Исходный текст:

━━━

Для того чтобы оправдать этих «нигилистов», надо было показать, что они, как и отцы, погибают. И вообще почему-то, пока герой не погиб, он не может считаться до конца положительным, он как бы не обрёл совершенства. Как писал Алексей Хвостенко: «Мёртвая старуха совершеннее живой». Сейчас, слава богу, в наше время уже это не так.


– Герои «Дуэли» Чехова словно искрятся во время своего противостояния. Дуэль придаёт жизни и Лаевскому, и фон Корену, даёт им остроту и яркость. Кто из них прав – Чехову не важно. Правды никто не знает, но драчка разнообразит жизнь. Так ли это?

– Нет, конечно. Дело в том, что «Дуэль» – очень сложный текст со сложным генезисом. Он травестирует, пародирует основные мотивы русской литературы. Надо сказать, что этот мотив травестируется уже в «Отцах и детях», где дуэль Павла Петровича с Базаровым носит явно пародийный характер. «Дуэль» – итоговый текст для литературы XIX века. Он сразу итожит две темы – и тему сверхчеловека (фон Корена), и тему лишнего человека (Лаевского). Оба представлены в унизительном виде, конфликт их отвратителен, отвратительны и они оба. И положительный (простите за школьническую терминологию), любимый автором герой там один – дьякон. Это и ответ. Этот добрый, смешной, неловкий, молодой, очкастый дьякон, который проваливается в болото по дороге, который разговаривает с зайцами, который вдруг выбегает и сам заячьим голосом кричит: «Он убьёт его!» – и срывает дуэль, – это самый трогательный чеховский персонаж, это такой его протагонист. А и Лаевскому, и фон Корену дуэль не придаёт величия, наоборот – она делает их обоих довольно пошлыми типами.


– Стихотворение Анненского «Петербург» мрачно и пессимистично. Поэт говорит страшные вещи о граде Петра и о самом царе. Неужели он прав и от созданного Петром остаётся «сознанье проклятой ошибки» и «отрава бесплодных хотений»?

━━━

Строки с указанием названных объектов

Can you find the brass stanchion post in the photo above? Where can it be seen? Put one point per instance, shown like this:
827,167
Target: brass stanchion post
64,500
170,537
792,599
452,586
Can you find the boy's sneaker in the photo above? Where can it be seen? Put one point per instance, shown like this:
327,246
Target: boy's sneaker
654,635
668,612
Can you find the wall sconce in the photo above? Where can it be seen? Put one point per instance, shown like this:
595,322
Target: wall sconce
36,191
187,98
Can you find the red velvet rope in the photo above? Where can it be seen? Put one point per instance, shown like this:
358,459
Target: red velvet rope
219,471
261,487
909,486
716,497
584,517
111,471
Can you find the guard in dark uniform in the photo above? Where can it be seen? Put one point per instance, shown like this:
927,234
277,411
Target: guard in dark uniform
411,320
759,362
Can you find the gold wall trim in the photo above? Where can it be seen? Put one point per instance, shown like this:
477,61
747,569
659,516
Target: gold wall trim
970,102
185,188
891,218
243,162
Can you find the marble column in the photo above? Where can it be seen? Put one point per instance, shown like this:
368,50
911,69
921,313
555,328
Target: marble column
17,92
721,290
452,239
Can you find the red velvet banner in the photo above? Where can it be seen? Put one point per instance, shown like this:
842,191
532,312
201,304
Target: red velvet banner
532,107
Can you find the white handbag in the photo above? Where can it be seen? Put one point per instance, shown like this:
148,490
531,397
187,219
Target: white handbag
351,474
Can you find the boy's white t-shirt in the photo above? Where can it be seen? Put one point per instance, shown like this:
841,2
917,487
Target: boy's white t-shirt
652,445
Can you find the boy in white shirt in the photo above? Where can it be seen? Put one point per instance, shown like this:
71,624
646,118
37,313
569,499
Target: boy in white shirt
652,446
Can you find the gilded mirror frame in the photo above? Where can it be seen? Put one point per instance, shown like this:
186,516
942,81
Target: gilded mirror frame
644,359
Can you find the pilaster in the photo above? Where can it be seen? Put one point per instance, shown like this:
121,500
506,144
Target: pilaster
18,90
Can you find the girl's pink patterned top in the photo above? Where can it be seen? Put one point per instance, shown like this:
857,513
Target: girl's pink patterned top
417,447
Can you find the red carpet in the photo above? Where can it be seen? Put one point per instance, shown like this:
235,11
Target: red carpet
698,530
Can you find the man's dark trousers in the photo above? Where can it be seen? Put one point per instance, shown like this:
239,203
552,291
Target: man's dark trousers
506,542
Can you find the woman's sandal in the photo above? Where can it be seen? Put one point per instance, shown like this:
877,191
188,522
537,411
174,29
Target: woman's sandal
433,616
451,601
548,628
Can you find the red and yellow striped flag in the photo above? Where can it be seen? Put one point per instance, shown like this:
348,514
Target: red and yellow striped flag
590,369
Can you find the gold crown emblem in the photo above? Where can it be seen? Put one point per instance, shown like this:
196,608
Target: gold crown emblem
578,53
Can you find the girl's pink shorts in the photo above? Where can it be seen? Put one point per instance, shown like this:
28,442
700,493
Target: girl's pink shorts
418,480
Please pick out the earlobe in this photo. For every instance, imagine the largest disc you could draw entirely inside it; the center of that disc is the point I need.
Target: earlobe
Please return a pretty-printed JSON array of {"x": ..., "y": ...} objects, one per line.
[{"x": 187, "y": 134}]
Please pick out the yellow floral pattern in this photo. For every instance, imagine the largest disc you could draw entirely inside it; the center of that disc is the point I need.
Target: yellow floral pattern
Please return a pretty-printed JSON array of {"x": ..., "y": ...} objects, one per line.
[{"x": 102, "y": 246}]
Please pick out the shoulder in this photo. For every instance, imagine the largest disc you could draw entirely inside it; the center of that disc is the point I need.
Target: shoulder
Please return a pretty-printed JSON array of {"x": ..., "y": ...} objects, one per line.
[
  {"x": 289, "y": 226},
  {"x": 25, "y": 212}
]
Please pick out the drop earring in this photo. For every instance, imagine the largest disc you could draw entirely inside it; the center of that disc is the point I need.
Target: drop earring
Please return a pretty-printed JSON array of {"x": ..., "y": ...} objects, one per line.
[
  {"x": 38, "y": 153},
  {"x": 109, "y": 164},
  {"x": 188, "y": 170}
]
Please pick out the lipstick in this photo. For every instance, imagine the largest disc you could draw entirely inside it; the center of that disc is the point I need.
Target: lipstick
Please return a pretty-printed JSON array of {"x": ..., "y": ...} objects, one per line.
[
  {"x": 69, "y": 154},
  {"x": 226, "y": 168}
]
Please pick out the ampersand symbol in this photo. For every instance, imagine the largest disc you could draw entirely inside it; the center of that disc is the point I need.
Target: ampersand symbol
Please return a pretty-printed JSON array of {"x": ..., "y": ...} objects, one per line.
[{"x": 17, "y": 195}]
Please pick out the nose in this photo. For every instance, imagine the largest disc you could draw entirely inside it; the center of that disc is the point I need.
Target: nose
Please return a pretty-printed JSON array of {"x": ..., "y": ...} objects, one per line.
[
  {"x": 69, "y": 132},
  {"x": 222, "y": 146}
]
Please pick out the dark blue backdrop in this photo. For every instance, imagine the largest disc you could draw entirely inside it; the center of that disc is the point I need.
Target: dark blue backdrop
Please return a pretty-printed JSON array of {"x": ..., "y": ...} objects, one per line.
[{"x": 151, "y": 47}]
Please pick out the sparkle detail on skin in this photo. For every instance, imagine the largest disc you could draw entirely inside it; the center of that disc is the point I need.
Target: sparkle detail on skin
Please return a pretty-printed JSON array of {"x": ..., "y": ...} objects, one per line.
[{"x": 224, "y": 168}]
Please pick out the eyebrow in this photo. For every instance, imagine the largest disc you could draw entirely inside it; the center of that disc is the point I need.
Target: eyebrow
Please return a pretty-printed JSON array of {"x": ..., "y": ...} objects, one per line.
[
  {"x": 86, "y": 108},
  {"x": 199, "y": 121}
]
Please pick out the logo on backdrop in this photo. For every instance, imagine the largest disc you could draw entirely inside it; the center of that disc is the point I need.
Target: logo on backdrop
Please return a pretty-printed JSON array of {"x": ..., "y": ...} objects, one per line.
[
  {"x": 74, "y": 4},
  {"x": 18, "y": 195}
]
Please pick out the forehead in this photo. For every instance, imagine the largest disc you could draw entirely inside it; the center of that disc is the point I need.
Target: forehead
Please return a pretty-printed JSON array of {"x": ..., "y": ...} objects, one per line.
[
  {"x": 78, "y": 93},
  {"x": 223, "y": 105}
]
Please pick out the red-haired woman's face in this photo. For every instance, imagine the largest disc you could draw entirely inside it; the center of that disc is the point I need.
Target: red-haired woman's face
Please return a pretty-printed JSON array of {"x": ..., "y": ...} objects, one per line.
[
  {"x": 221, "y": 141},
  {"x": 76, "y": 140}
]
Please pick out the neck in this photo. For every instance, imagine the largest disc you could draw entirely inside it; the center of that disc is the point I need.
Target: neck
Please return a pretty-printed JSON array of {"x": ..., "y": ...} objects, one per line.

━━━

Что требуется:
Кого в исходном тексте называют единственным положительным, любимым автором героем «Дуэли»?

Ответ на задание:
Дьякона.